De kinderrechter heeft vastgesteld dat er positieve ontwikkelingen zijn in de thuissituatie van de kinderen. De ouders zijn gestart met gesprekken met een hulpverlener van het Centrum Huiselijk Geweld en Kindermishandeling en werken mee aan de hulpverlening. Er zijn veiligheidsafspraken gemaakt en de betrokken instanties, zoals de Reclassering en de wijkagent, zijn actief in de situatie. De kinderrechter concludeert dat de ontwikkeling van de kinderen niet langer in gevaar is en dat de ondertoezichtstelling niet gerechtvaardigd is. Daarom heeft de kinderrechter het verzoek tot verlenging van de ondertoezichtstelling afgewezen.

De beschikking is openbaar uitgesproken en de schriftelijke uitwerking is vastgesteld op 20 december 2021. Hoger beroep tegen deze beschikking kan worden ingesteld door de verzoekers en belanghebbenden binnen drie maanden na de uitspraak.

•••

### Opdrachten:
[a] Som alle ontwikkelingen en maatregelen in de thuissituatie op die de tekst over de beslissing van de kinderrechter noemt vóór de conclusie van de kinderrechter.
[b] Geef het stuk van de tekst over de beslissing van de kinderrechter opnieuw, beginnend bij "De beschikking is" en eindigend bij "na de uitspraak.", en wissel daarin "drie maanden" om voor "zes weken".

### Verzameld materiaal:

•••

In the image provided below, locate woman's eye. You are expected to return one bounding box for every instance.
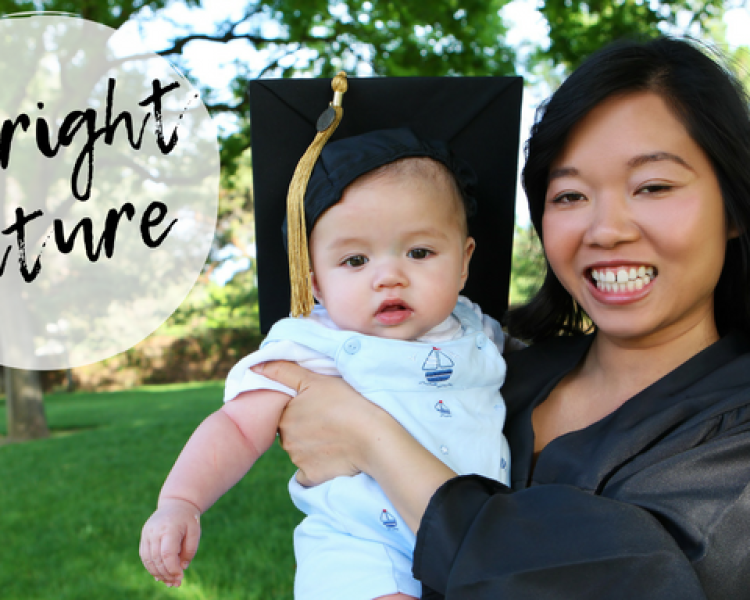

•••

### Antwoorden:
[a]
- De ouders zijn gestart met gesprekken met een hulpverlener van het Centrum Huiselijk Geweld en Kindermishandeling.
- De ouders werken mee aan de hulpverlening.
- Er zijn veiligheidsafspraken gemaakt.
- De betrokken instanties, zoals de Reclassering en de wijkagent, zijn actief in de situatie.

[b]
De beschikking is openbaar uitgesproken en de schriftelijke uitwerking is vastgesteld op 20 december 2021. Hoger beroep tegen deze beschikking kan worden ingesteld door de verzoekers en belanghebbenden binnen zes weken na de uitspraak.